TO BE DONE |
Reproduce, word for word, the part of the items below that opens with the line containing "Each instance of the concrete" and closes with the line containing "[(107, 163)]", including both of those lines. Give only those lines.
>> BEGIN
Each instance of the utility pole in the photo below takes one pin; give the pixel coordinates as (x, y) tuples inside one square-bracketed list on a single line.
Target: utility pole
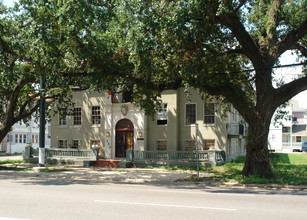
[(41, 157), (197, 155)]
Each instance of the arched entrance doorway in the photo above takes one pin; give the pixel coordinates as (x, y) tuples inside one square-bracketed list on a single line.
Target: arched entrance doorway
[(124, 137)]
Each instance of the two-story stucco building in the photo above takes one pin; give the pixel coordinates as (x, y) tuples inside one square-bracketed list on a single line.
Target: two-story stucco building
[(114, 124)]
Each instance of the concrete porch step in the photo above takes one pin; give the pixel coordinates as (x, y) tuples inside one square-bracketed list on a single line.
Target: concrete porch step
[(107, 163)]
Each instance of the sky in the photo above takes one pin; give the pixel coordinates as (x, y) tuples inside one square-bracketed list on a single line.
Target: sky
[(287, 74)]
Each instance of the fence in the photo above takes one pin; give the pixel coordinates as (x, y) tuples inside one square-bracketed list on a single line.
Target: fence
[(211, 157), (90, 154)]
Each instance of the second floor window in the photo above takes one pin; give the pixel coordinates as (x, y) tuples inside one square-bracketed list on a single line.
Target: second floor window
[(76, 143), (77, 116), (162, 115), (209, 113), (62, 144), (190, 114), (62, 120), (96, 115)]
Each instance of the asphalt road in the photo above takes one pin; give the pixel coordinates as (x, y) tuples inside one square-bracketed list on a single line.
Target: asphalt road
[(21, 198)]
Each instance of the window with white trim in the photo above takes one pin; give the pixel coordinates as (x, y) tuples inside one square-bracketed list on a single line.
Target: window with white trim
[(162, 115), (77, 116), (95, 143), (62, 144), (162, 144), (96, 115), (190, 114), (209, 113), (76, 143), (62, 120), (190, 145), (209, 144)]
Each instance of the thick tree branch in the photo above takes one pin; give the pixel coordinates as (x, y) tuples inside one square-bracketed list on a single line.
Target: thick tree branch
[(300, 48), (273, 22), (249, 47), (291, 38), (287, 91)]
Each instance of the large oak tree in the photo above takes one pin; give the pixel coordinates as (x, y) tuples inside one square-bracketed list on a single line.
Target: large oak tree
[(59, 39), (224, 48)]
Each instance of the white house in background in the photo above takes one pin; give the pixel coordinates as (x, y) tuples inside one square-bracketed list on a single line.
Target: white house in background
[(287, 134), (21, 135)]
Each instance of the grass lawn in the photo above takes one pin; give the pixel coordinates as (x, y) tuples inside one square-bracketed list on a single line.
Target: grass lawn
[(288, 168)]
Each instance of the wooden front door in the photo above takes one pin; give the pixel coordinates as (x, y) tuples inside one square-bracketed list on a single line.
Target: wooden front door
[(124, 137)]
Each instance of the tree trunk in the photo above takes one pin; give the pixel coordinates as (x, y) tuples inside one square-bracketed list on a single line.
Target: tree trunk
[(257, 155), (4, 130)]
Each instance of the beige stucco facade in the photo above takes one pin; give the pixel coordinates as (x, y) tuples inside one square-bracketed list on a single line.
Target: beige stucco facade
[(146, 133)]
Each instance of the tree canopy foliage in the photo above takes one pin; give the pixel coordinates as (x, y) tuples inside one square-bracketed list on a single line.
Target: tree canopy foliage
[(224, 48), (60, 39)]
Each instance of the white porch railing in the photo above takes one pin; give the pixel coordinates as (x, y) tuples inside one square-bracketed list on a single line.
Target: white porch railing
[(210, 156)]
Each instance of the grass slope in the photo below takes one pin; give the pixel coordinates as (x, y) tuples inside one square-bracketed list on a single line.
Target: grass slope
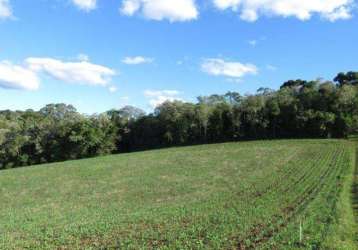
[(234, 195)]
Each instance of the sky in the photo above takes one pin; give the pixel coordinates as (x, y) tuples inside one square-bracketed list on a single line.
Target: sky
>> END
TASK ANSWER |
Each instance of the concrete porch step in the photo above takes one pin; give the pixel coordinates as (x, y) tuples inside one square-bracketed list on a single line.
Target: concrete porch step
[(107, 163)]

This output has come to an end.